EXERCISE:
Format everything from the line containing "Mark one point per instance of the group" down to the last of the lines below as a numbered list, leaving out any blank lines.

Records from a pointing dataset
□ □ □ □

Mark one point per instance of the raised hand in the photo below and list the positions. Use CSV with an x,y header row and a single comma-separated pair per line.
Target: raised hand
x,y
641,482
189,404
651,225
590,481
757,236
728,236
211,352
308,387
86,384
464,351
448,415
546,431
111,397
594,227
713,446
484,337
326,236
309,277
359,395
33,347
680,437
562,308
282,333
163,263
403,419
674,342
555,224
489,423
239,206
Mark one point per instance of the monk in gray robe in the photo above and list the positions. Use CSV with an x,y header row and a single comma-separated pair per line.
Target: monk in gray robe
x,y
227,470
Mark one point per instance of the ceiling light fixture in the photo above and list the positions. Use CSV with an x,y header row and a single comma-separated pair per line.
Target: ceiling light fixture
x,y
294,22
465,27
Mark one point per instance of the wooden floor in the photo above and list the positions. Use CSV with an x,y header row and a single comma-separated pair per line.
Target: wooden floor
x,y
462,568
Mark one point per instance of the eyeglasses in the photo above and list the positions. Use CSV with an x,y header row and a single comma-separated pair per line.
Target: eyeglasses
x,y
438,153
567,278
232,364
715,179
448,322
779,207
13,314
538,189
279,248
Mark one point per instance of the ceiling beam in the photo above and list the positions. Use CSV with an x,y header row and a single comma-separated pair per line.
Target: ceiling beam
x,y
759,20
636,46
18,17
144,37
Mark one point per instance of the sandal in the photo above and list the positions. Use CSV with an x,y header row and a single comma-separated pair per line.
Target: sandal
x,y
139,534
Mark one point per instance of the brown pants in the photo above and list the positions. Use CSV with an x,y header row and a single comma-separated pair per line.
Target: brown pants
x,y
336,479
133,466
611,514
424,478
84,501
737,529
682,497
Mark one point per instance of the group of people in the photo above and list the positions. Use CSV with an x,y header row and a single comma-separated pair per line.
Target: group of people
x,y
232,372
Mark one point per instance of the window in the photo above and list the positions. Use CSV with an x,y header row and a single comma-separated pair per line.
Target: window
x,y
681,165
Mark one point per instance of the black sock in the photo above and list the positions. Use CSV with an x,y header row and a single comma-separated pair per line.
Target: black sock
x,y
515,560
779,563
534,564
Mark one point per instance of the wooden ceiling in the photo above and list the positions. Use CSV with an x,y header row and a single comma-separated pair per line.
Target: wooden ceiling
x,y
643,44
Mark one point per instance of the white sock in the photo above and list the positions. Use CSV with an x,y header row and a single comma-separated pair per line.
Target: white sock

□ □ □ □

EXPECTED ANSWER:
1. Mark one point per instance of the group of people in the photo above and list the positions. Use CSV with an x,y header row and a single comma-separated pair per line.
2. Target: group of people
3. x,y
4. 232,372
5. Mark one point per instance of the window in the photo above and list the positions. Use CSV with an x,y header row and a single comma-separated pair per line.
6. Target: window
7. x,y
8. 681,165
9. Mark one point per instance of the black sock in the photo above and list the positions. Use CSV with an x,y header row and a single comma-separated pair per line.
10. Target: black sock
11. x,y
12. 515,560
13. 779,563
14. 534,564
15. Mark one point per instance of the wooden ceiling in the photo above and list the positions. Use CSV with an x,y header row and a single comma-separated pair per line.
16. Target: wooden ceiling
17. x,y
18. 643,44
19. Mark one point per instance of the white sock in the photo above and list the positions. Use CSV with an x,y header row and a single comma-separated pair per line.
20. Target: white sock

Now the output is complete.